• Exercise aim: Rewrite the data from the line containing "[pin] dormer window" through the end of the data, inclusive, keeping every line. Offset each answer's x and y coordinates by adding 80 to both, and leave the sample coordinates that follow "like" unchanged.

• Records supplied:
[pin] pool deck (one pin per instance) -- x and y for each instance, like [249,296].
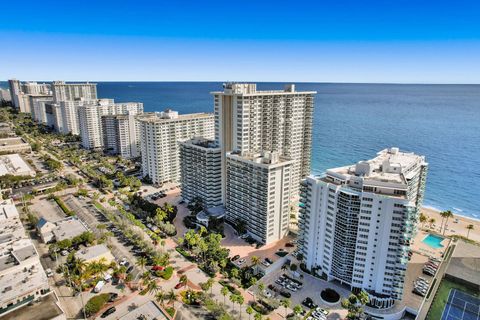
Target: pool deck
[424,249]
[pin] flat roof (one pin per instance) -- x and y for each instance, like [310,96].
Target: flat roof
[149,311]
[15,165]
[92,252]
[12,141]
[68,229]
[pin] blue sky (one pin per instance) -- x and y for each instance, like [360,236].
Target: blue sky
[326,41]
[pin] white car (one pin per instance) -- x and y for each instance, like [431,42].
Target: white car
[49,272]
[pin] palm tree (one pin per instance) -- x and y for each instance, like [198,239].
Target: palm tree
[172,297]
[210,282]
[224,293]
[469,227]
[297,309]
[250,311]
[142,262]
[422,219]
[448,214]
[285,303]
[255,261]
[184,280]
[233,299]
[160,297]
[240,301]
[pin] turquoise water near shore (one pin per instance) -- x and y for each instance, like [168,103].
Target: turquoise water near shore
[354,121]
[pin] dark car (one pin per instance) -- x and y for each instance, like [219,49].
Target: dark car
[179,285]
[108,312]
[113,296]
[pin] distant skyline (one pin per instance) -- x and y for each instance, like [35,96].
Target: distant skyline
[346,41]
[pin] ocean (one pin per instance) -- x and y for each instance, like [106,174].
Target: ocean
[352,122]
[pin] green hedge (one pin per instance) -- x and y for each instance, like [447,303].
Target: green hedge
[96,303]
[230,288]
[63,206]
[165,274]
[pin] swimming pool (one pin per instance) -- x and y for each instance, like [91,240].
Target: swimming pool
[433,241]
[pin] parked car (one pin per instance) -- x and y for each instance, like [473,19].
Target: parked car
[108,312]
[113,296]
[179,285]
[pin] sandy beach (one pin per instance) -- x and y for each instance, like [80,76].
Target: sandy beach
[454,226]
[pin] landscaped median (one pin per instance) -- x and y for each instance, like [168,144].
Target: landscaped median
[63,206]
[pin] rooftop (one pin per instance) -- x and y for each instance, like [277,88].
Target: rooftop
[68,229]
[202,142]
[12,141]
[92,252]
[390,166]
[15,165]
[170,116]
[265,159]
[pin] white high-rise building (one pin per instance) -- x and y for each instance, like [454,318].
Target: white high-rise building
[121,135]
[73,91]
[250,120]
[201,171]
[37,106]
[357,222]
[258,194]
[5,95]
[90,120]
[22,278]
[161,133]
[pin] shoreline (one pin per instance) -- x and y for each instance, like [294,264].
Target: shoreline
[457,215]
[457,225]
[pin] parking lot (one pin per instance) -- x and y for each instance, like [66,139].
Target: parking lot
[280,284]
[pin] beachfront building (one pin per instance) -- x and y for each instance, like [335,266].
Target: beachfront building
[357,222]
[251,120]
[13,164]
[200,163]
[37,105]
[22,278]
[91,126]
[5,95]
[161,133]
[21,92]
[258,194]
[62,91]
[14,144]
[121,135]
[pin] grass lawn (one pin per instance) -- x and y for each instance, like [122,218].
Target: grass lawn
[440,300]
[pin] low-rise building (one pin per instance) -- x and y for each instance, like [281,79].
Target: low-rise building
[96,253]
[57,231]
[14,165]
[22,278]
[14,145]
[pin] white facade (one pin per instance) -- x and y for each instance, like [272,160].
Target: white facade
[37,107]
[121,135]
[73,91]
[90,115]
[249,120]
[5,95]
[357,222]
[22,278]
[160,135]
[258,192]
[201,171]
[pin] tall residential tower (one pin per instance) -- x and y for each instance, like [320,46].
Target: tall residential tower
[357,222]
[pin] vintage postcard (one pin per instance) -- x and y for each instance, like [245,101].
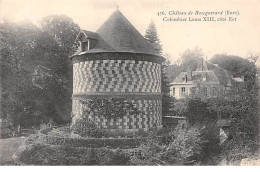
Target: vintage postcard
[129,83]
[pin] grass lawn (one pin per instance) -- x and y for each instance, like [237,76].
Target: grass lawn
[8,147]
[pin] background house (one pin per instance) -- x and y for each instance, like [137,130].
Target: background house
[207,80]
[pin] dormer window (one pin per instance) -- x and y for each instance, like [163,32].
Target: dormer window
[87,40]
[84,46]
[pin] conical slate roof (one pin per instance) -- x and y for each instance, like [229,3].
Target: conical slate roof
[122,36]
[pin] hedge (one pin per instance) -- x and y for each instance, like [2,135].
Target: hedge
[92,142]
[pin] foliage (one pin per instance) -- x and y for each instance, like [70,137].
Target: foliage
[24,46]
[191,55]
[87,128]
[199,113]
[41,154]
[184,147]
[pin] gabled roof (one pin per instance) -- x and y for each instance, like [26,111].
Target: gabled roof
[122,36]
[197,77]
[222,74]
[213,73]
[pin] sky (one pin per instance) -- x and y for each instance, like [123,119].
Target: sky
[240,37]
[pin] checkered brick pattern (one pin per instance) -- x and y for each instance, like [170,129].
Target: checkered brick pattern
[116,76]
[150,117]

• Answer for this exercise:
[pin] dormer window (one pin per instance) -- x and y for each instance, like [163,32].
Target: dormer window
[167,120]
[164,126]
[pin] conical slate roof (one pin per instance) -- x and y for each instance, like [229,3].
Target: conical slate roof
[202,116]
[pin] hedge (one pin per instance) -- x and y for each instance, like [2,135].
Target: hedge
[172,222]
[pin] foliage (one pin per instance) -- x and y for each instance, like [70,137].
Target: foliage
[104,126]
[271,135]
[167,208]
[279,193]
[121,234]
[264,227]
[pin] gabled roof (one pin per instance) -- x and y for each instance, like [26,111].
Target: gabled roof
[202,116]
[277,157]
[302,154]
[293,153]
[pin] sky (one pin per instance) -- x and y for each instance, like [123,119].
Target: sky
[320,117]
[pin] checkered brick pattern (one pin per instance) -- x and y for each instance, like [170,129].
Target: checkered brick pattern
[196,156]
[230,197]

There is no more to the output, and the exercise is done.